**** Dataset excerpts

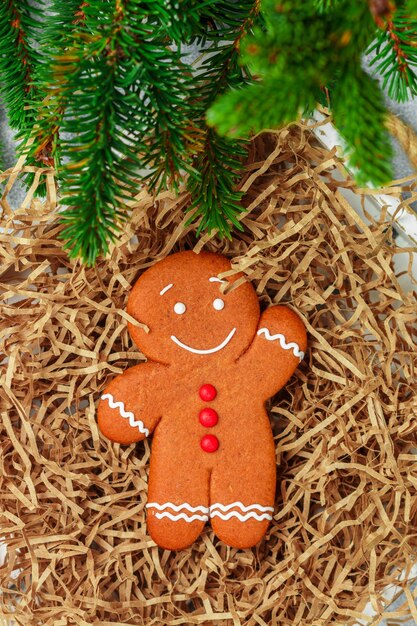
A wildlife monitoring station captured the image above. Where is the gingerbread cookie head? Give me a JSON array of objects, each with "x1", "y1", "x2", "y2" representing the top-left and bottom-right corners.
[{"x1": 127, "y1": 251, "x2": 260, "y2": 365}]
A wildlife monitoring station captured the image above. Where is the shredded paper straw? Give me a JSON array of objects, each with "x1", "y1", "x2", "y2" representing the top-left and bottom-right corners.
[{"x1": 0, "y1": 122, "x2": 416, "y2": 625}]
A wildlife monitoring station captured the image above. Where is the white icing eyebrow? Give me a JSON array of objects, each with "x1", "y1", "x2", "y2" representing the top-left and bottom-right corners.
[
  {"x1": 159, "y1": 283, "x2": 173, "y2": 296},
  {"x1": 209, "y1": 277, "x2": 226, "y2": 284}
]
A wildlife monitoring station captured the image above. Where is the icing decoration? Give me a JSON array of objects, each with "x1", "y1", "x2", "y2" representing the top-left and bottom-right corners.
[
  {"x1": 146, "y1": 502, "x2": 210, "y2": 523},
  {"x1": 199, "y1": 384, "x2": 217, "y2": 401},
  {"x1": 209, "y1": 501, "x2": 274, "y2": 513},
  {"x1": 213, "y1": 298, "x2": 224, "y2": 311},
  {"x1": 210, "y1": 510, "x2": 272, "y2": 522},
  {"x1": 173, "y1": 302, "x2": 186, "y2": 315},
  {"x1": 159, "y1": 283, "x2": 173, "y2": 296},
  {"x1": 209, "y1": 277, "x2": 226, "y2": 284},
  {"x1": 145, "y1": 501, "x2": 274, "y2": 524},
  {"x1": 199, "y1": 407, "x2": 218, "y2": 427},
  {"x1": 146, "y1": 502, "x2": 209, "y2": 514},
  {"x1": 209, "y1": 502, "x2": 274, "y2": 523},
  {"x1": 154, "y1": 511, "x2": 209, "y2": 522},
  {"x1": 100, "y1": 393, "x2": 149, "y2": 436},
  {"x1": 257, "y1": 327, "x2": 305, "y2": 360},
  {"x1": 200, "y1": 434, "x2": 219, "y2": 452},
  {"x1": 171, "y1": 328, "x2": 236, "y2": 355}
]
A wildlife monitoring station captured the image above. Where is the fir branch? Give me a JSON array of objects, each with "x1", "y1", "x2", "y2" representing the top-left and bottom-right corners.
[
  {"x1": 368, "y1": 9, "x2": 417, "y2": 102},
  {"x1": 0, "y1": 0, "x2": 43, "y2": 132},
  {"x1": 331, "y1": 67, "x2": 393, "y2": 185},
  {"x1": 185, "y1": 0, "x2": 259, "y2": 236},
  {"x1": 148, "y1": 0, "x2": 218, "y2": 43},
  {"x1": 208, "y1": 0, "x2": 395, "y2": 185},
  {"x1": 2, "y1": 0, "x2": 414, "y2": 264},
  {"x1": 58, "y1": 0, "x2": 195, "y2": 265},
  {"x1": 22, "y1": 0, "x2": 87, "y2": 169},
  {"x1": 16, "y1": 0, "x2": 87, "y2": 203},
  {"x1": 207, "y1": 76, "x2": 315, "y2": 138},
  {"x1": 186, "y1": 130, "x2": 248, "y2": 235}
]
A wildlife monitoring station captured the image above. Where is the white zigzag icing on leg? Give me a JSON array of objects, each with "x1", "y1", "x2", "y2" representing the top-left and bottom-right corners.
[
  {"x1": 210, "y1": 501, "x2": 274, "y2": 514},
  {"x1": 154, "y1": 511, "x2": 209, "y2": 522},
  {"x1": 146, "y1": 501, "x2": 274, "y2": 523},
  {"x1": 146, "y1": 502, "x2": 210, "y2": 514},
  {"x1": 211, "y1": 510, "x2": 273, "y2": 522},
  {"x1": 101, "y1": 393, "x2": 149, "y2": 437},
  {"x1": 257, "y1": 327, "x2": 304, "y2": 360}
]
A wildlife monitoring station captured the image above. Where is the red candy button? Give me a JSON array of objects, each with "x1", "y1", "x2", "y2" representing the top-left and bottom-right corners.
[
  {"x1": 199, "y1": 384, "x2": 217, "y2": 402},
  {"x1": 199, "y1": 407, "x2": 218, "y2": 428},
  {"x1": 200, "y1": 434, "x2": 219, "y2": 453}
]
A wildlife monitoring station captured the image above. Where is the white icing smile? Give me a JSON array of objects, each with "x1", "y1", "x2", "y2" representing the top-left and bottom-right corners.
[{"x1": 170, "y1": 328, "x2": 236, "y2": 354}]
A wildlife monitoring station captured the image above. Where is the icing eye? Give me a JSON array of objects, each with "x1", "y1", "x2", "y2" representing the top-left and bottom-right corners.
[
  {"x1": 174, "y1": 302, "x2": 186, "y2": 315},
  {"x1": 213, "y1": 298, "x2": 224, "y2": 311}
]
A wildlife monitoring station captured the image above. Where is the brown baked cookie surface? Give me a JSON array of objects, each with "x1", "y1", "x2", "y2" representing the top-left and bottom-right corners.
[{"x1": 97, "y1": 251, "x2": 307, "y2": 550}]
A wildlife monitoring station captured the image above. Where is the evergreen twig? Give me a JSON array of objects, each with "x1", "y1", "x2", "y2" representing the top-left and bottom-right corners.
[
  {"x1": 368, "y1": 10, "x2": 417, "y2": 102},
  {"x1": 57, "y1": 0, "x2": 196, "y2": 265},
  {"x1": 185, "y1": 0, "x2": 260, "y2": 235},
  {"x1": 331, "y1": 67, "x2": 393, "y2": 185},
  {"x1": 23, "y1": 0, "x2": 87, "y2": 169},
  {"x1": 0, "y1": 0, "x2": 42, "y2": 133},
  {"x1": 208, "y1": 0, "x2": 395, "y2": 186}
]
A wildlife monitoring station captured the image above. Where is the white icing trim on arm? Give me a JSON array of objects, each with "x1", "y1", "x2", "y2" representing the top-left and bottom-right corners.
[
  {"x1": 160, "y1": 283, "x2": 173, "y2": 296},
  {"x1": 257, "y1": 328, "x2": 305, "y2": 360},
  {"x1": 101, "y1": 393, "x2": 149, "y2": 437},
  {"x1": 170, "y1": 327, "x2": 236, "y2": 355}
]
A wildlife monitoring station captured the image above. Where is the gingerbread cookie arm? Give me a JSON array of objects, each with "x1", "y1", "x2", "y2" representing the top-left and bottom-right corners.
[
  {"x1": 237, "y1": 305, "x2": 307, "y2": 399},
  {"x1": 97, "y1": 362, "x2": 167, "y2": 445}
]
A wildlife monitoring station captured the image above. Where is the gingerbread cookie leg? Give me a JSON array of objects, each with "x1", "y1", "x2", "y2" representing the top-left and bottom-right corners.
[
  {"x1": 209, "y1": 431, "x2": 276, "y2": 549},
  {"x1": 146, "y1": 444, "x2": 210, "y2": 550}
]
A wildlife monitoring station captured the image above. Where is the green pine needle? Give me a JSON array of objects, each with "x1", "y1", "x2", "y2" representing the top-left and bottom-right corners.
[
  {"x1": 406, "y1": 0, "x2": 417, "y2": 16},
  {"x1": 314, "y1": 0, "x2": 344, "y2": 12}
]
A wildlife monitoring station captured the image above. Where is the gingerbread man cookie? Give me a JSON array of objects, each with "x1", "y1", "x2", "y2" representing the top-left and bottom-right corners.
[{"x1": 97, "y1": 251, "x2": 306, "y2": 550}]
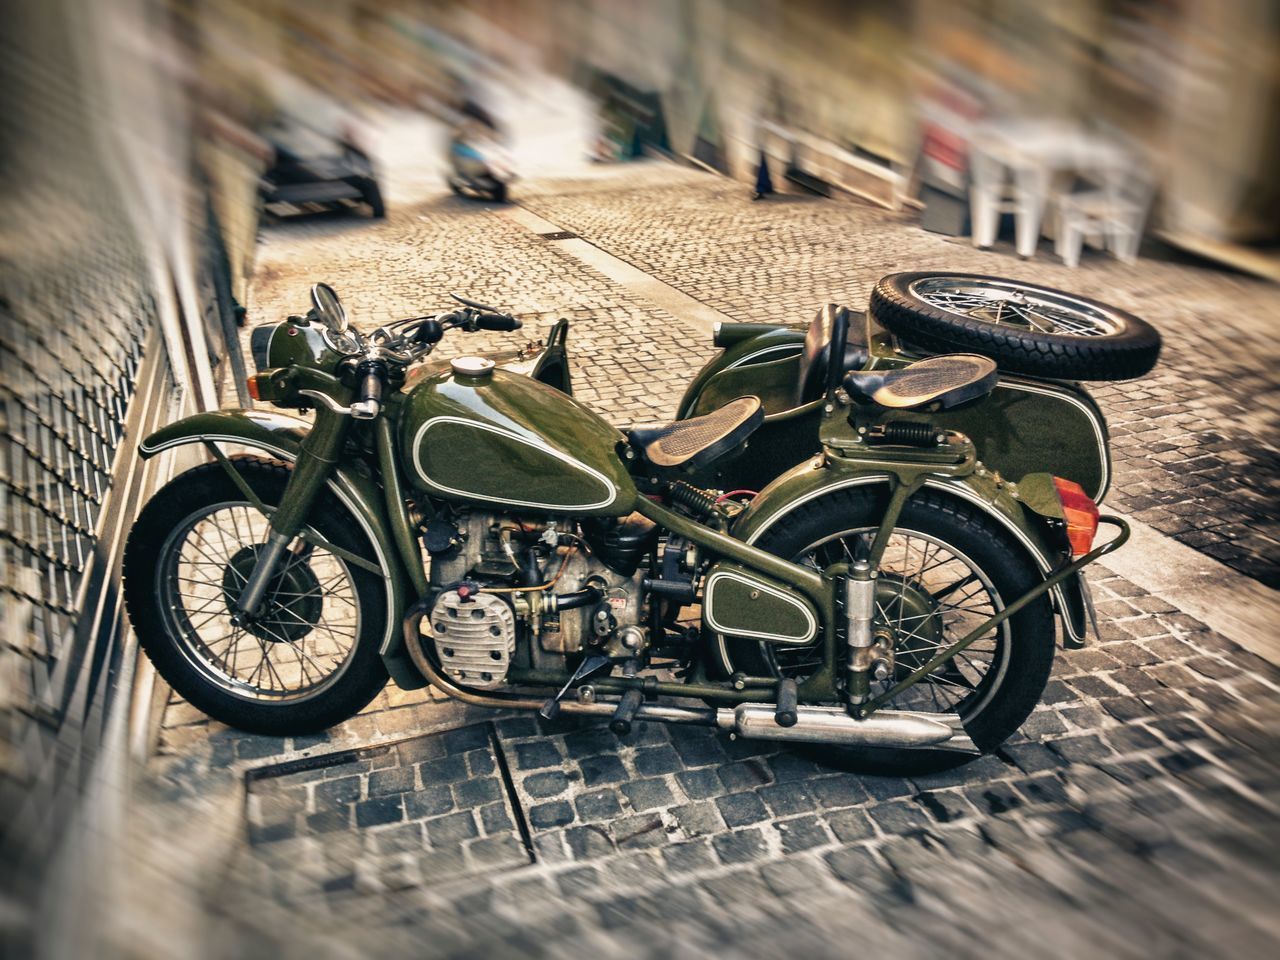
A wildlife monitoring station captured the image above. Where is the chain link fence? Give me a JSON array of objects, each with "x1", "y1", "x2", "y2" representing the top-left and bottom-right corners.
[{"x1": 0, "y1": 1, "x2": 245, "y2": 942}]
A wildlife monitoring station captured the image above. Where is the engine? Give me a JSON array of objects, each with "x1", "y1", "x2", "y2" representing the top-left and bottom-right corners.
[{"x1": 424, "y1": 510, "x2": 657, "y2": 688}]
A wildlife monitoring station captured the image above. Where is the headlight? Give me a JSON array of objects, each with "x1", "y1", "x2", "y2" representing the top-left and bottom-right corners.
[{"x1": 250, "y1": 324, "x2": 276, "y2": 372}]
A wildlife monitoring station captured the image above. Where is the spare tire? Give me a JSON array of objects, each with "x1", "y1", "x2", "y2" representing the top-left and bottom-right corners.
[{"x1": 870, "y1": 272, "x2": 1161, "y2": 380}]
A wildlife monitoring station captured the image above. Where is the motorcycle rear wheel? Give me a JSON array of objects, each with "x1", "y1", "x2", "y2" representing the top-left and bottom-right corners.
[
  {"x1": 124, "y1": 456, "x2": 388, "y2": 735},
  {"x1": 719, "y1": 487, "x2": 1056, "y2": 775}
]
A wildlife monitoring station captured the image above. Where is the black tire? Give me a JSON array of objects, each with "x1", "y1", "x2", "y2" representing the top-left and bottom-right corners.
[
  {"x1": 124, "y1": 457, "x2": 389, "y2": 735},
  {"x1": 870, "y1": 272, "x2": 1161, "y2": 380},
  {"x1": 720, "y1": 487, "x2": 1055, "y2": 775},
  {"x1": 487, "y1": 179, "x2": 508, "y2": 203},
  {"x1": 361, "y1": 178, "x2": 386, "y2": 218}
]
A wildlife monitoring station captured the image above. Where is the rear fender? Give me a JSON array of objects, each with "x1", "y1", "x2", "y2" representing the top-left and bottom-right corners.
[
  {"x1": 676, "y1": 325, "x2": 803, "y2": 419},
  {"x1": 138, "y1": 410, "x2": 426, "y2": 689},
  {"x1": 732, "y1": 456, "x2": 1089, "y2": 648}
]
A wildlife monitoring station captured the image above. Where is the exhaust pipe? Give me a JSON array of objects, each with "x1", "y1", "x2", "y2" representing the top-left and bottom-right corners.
[
  {"x1": 718, "y1": 703, "x2": 978, "y2": 753},
  {"x1": 550, "y1": 700, "x2": 977, "y2": 754}
]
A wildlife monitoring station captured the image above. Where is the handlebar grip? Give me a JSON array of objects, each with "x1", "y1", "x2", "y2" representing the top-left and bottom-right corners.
[{"x1": 475, "y1": 312, "x2": 522, "y2": 332}]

********

Write out exactly the lines of the entries above that run from the line containing "is the handlebar" through the last line, including both.

→ **Solved problem**:
A wildlife monitoring station captured the image above. Where is the handlebar grip? Give me a JSON array of objects, each with "x1", "y1", "x2", "y2" representing the top-left and bottom-right corners.
[{"x1": 475, "y1": 312, "x2": 522, "y2": 332}]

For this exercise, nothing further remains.